-- Extracted text --
There has been some talk about a purity test for candidates. Some people are in favor, and some are opposed. Put me in the camp that says Do not play this game! I recently read an article at Politico,
Dem plan: Split GOP, tea party
From the article:
Menendez and his staff will distribute a memo Tuesday advising Democratic campaign managers to frame their opponents early and to drive a wedge between moderate voters and tea-party-style conservatives.
The memo urges Democratic candidates to force their opponents to answer a series of questions on health care, taxes and some of the favorite causes of the far right:
Do you believe that Barack Obama is a U.S. citizen? Do you think the 10th Amendment bars Congress from issuing regulations like minimum health care coverage standards? Do you think programs like Social Security and Medicare represent socialism and should never have been created in the first place? Do you think President Obama is a socialist? Do you think America should return to a gold standard?
If a Republican candidate says no to any of the questions, the memo says Democrats should “make their primary opponent or conservative activists know it. This will cause them to take heat from their primary opponents and could likely provoke a flip-flop.
This is not anything new. Saul Alinsky included this in his Rules for Radicals Rule #7 Tactics point 4
4.Make the enemy live up to its own book of rules.You can kill them with this, for they can no more obey their own rules than the Christian church can live up to Christianity.

-- Task instructions --
a) Summarize the post about the Democratic memo in two sentences.
b) Return everything in the post about the Democratic memo from "There has been" down to "and tea-party-style conservatives.", copied word for word.

-- Extracted material --
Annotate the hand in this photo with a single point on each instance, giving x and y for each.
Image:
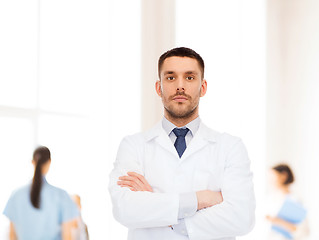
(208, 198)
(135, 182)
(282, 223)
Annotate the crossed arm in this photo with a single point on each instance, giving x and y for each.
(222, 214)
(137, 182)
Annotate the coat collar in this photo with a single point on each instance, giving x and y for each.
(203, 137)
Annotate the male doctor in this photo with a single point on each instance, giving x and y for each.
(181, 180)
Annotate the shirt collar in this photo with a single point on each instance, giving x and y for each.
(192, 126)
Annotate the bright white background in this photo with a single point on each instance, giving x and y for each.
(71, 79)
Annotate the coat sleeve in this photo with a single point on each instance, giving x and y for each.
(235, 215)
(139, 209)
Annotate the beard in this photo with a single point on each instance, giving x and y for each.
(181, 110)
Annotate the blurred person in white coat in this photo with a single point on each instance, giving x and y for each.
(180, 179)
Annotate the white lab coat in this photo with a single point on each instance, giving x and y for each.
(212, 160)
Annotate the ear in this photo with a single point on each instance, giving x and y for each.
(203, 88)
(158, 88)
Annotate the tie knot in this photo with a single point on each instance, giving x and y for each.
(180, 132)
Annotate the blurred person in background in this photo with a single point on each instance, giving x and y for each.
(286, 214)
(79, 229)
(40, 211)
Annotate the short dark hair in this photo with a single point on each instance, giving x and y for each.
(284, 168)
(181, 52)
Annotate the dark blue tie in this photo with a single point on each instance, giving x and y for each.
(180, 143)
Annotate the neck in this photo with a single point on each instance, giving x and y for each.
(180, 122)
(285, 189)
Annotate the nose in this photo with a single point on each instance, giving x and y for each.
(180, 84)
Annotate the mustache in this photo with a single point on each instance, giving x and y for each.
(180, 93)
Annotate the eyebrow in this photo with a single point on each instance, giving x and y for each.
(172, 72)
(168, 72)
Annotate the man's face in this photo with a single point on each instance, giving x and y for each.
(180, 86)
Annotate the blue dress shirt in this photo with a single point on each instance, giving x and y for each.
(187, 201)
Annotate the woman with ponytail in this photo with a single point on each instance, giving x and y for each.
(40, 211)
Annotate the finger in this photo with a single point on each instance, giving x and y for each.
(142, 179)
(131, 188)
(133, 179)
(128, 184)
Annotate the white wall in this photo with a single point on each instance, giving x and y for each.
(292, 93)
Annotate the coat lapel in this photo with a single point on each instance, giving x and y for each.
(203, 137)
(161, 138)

-- Outputs for the tasks --
a) The writer opposes a purity test for candidates and cites a Politico article about a memo from Menendez and his staff. The memo advises Democratic campaign managers to split moderate voters from tea-party-style conservatives by pressing Republican opponents with questions on subjects such as Obama's citizenship, Social Security and Medicare, and a gold standard, and the writer calls this tactic nothing new, tracing it to Saul Alinsky's Rules for Radicals.

b)
There has been some talk about a purity test for candidates. Some people are in favor, and some are opposed. Put me in the camp that says Do not play this game! I recently read an article at Politico,
Dem plan: Split GOP, tea party
From the article:
Menendez and his staff will distribute a memo Tuesday advising Democratic campaign managers to frame their opponents early and to drive a wedge between moderate voters and tea-party-style conservatives.